> Exercise details
From the records below, copy the lines that include "before".

[[ Data to examine, beginning ]]

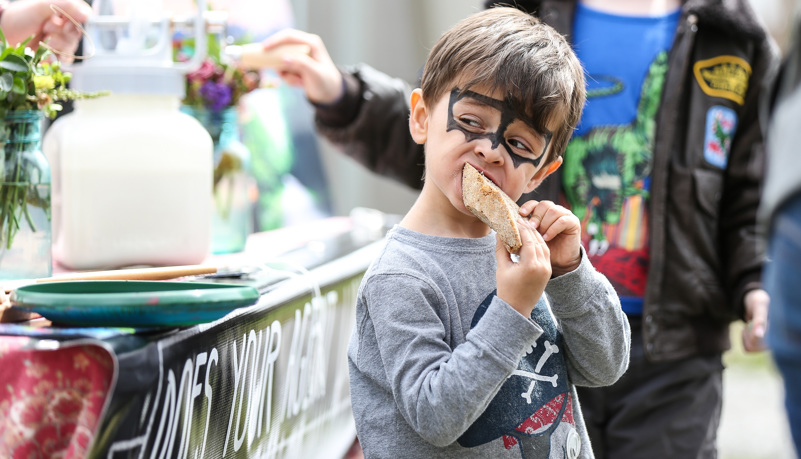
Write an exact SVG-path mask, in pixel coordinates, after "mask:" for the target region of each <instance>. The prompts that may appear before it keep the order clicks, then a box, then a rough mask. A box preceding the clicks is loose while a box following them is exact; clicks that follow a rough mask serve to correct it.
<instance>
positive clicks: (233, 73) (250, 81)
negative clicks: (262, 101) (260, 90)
mask: <svg viewBox="0 0 801 459" xmlns="http://www.w3.org/2000/svg"><path fill="white" fill-rule="evenodd" d="M260 81H261V79H260V76H259V73H258V72H255V71H251V70H242V69H240V68H238V67H237V66H235V65H230V64H226V63H221V62H218V60H215V59H214V58H206V59H205V60H204V61H203V63H202V64H201V66H200V68H198V69H197V70H195V71H194V72H191V73H189V74H187V75H186V96H185V97H184V101H183V103H184V104H185V105H189V106H191V107H195V108H205V109H207V110H211V111H214V112H219V111H221V110H223V109H225V108H227V107H235V106H236V105H237V104H238V103H239V100H240V98H241V97H242V96H243V95H245V94H247V93H249V92H250V91H253V90H254V89H256V88H258V87H259V84H260Z"/></svg>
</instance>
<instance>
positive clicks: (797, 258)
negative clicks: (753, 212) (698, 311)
mask: <svg viewBox="0 0 801 459" xmlns="http://www.w3.org/2000/svg"><path fill="white" fill-rule="evenodd" d="M768 257H769V261H768V263H767V264H766V266H765V272H764V286H765V290H766V291H767V292H768V294H770V312H769V313H768V332H767V343H768V346H769V347H770V348H771V350H772V353H773V358H774V360H775V361H776V366H777V367H778V369H779V371H780V372H781V374H782V377H783V378H784V389H785V405H786V409H787V418H788V421H789V424H790V431H791V433H792V436H793V443H795V448H796V451H797V452H801V194H796V195H795V196H794V197H793V198H792V199H790V200H789V201H788V202H786V203H785V204H783V205H782V206H781V207H780V208H779V210H778V211H777V212H776V215H775V217H774V219H773V225H772V230H771V233H770V236H769V241H768Z"/></svg>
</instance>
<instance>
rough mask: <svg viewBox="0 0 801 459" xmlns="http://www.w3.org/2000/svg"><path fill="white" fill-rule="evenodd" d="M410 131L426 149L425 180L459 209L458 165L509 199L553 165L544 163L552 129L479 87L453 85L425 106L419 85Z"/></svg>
mask: <svg viewBox="0 0 801 459" xmlns="http://www.w3.org/2000/svg"><path fill="white" fill-rule="evenodd" d="M409 128H410V131H411V133H412V137H413V138H414V140H415V141H416V142H417V143H424V144H425V149H426V186H432V185H434V186H437V187H438V188H439V189H440V190H441V191H442V193H443V194H444V195H445V196H446V197H447V198H448V199H449V200H450V201H451V203H452V204H453V205H454V207H456V208H457V209H459V210H461V211H463V212H467V213H469V211H467V209H466V208H465V207H464V203H463V202H462V182H461V179H462V167H463V166H464V164H465V163H470V164H471V165H473V166H474V167H475V168H476V169H478V170H479V171H480V172H483V173H484V175H485V176H487V177H488V178H489V179H490V180H492V181H493V182H495V183H496V184H497V185H498V186H499V187H500V188H501V189H502V190H503V191H504V192H505V193H506V194H508V195H509V196H510V197H511V198H512V199H515V200H516V199H518V198H519V197H520V196H521V195H522V194H523V193H524V192H529V191H531V190H533V189H534V188H536V187H537V185H539V183H540V182H542V180H544V179H545V177H547V176H548V174H550V173H551V172H553V171H554V170H556V169H557V168H558V167H559V165H560V164H561V158H560V159H559V160H557V161H554V162H552V163H550V164H547V165H546V164H545V158H546V156H547V153H548V148H549V146H550V140H551V131H548V132H538V131H537V130H535V129H534V128H533V127H532V126H531V125H530V123H529V122H528V120H524V119H520V118H518V117H517V115H516V114H515V112H514V110H513V108H512V106H511V104H509V103H508V102H507V101H505V100H503V98H502V95H501V94H497V93H496V94H493V93H490V92H489V91H486V90H484V89H482V88H477V89H473V90H471V91H461V90H460V89H459V88H458V87H454V88H453V90H452V91H450V92H449V93H447V94H445V95H444V96H442V97H441V98H440V99H439V100H437V101H435V102H434V104H433V106H431V107H429V106H426V105H425V103H424V102H423V100H422V93H421V92H420V89H417V90H415V94H413V95H412V113H411V118H410V120H409Z"/></svg>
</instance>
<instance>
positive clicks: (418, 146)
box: [316, 64, 425, 189]
mask: <svg viewBox="0 0 801 459" xmlns="http://www.w3.org/2000/svg"><path fill="white" fill-rule="evenodd" d="M343 73H344V75H346V77H345V78H346V81H348V80H349V78H348V75H349V76H350V77H351V78H352V80H351V81H353V83H351V84H349V85H346V86H347V87H348V88H349V91H348V93H347V95H345V96H343V98H344V100H346V101H347V102H346V103H348V104H349V105H348V106H349V107H350V110H348V109H345V110H343V112H342V113H351V114H353V113H355V117H354V118H353V119H352V120H351V122H350V123H349V124H342V122H343V121H345V120H344V119H342V118H339V120H338V121H339V122H334V123H332V122H331V121H332V115H331V111H332V110H331V108H330V107H318V108H317V116H316V125H317V129H318V131H319V132H320V134H322V135H323V136H324V137H325V138H326V139H327V140H329V141H330V142H332V143H333V144H334V145H335V146H336V147H338V148H339V149H340V150H341V151H342V152H344V153H345V154H346V155H348V156H350V157H351V158H353V159H355V160H356V161H357V162H359V163H360V164H362V165H364V166H365V167H367V168H368V169H369V170H371V171H372V172H375V173H377V174H380V175H382V176H385V177H388V178H390V179H393V180H396V181H398V182H401V183H403V184H405V185H408V186H409V187H411V188H415V189H421V188H422V187H423V172H424V166H425V158H424V154H423V146H422V145H418V144H416V143H415V142H414V140H413V139H412V137H411V136H410V135H409V97H410V95H411V91H412V87H411V86H410V85H409V84H408V83H406V82H405V81H403V80H401V79H399V78H392V77H390V76H388V75H386V74H384V73H382V72H379V71H378V70H375V69H373V68H372V67H370V66H368V65H365V64H361V65H358V66H355V67H349V68H347V69H345V70H344V72H343ZM354 105H356V106H357V108H355V109H354Z"/></svg>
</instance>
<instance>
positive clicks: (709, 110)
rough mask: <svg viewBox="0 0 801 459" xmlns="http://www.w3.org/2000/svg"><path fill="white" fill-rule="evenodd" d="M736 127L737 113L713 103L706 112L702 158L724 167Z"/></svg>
mask: <svg viewBox="0 0 801 459" xmlns="http://www.w3.org/2000/svg"><path fill="white" fill-rule="evenodd" d="M736 128H737V113H735V112H734V110H732V109H730V108H729V107H722V106H720V105H715V106H713V107H711V108H710V109H709V111H708V112H706V130H705V132H706V134H705V135H704V159H706V160H707V162H708V163H710V164H712V165H714V166H717V167H719V168H721V169H724V168H725V167H726V163H727V162H728V159H729V152H730V151H731V139H732V137H734V131H735V129H736Z"/></svg>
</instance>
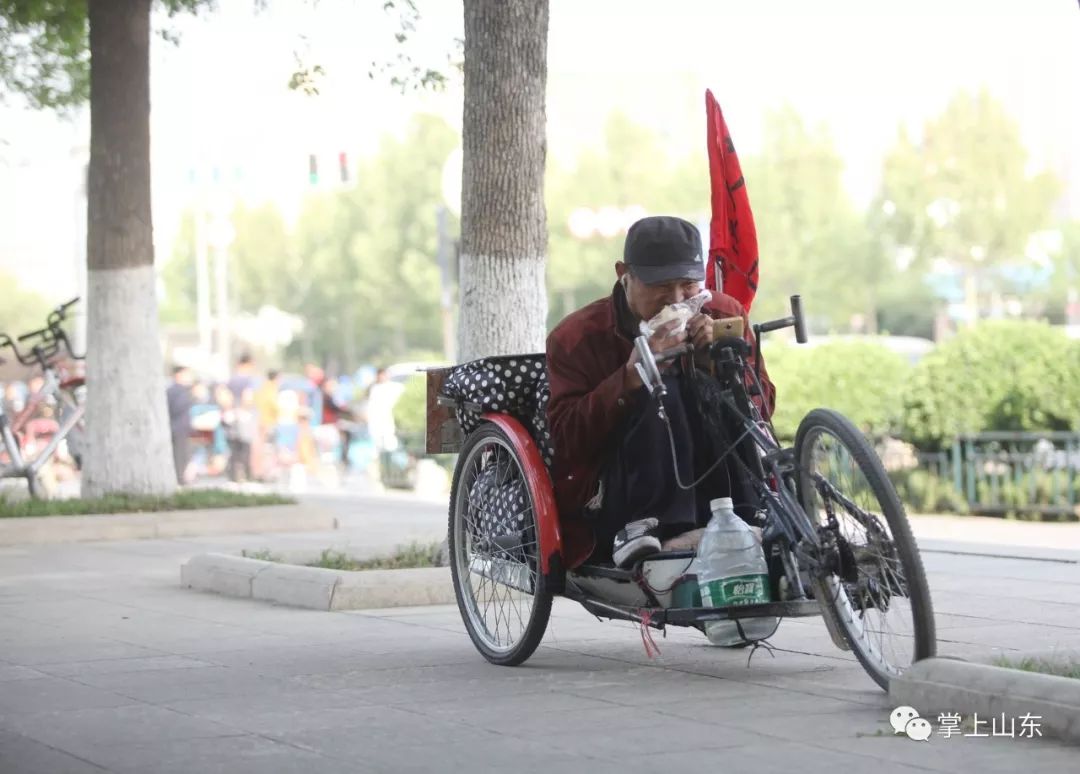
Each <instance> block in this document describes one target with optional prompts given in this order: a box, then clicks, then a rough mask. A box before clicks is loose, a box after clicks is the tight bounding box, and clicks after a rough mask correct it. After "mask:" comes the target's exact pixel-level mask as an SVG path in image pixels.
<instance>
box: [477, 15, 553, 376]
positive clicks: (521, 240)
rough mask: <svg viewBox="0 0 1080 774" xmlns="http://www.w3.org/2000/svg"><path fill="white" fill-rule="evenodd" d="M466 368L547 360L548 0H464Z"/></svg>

[[ Data to examine, end ]]

> Answer section
Write an exact SVG-path mask, in pixel coordinates, after "mask:" for the target region of each <instance>. The prompts that may appear before it keep the order clicks, then a box, then a rough mask. A box preceding the clicks is loose while a box following them is exact; clicks that follow a rough mask serve to correct it.
Each <instance> block in this document describes one target with optional prompts given in this order: a box, then clicks, then a rough mask. A box before clicks is loose, a box after clicks is the tight bounding box, and clicks after a rough mask correct it. After "mask:" comes the target's exact pixel-level mask as an SVG path in image pixels.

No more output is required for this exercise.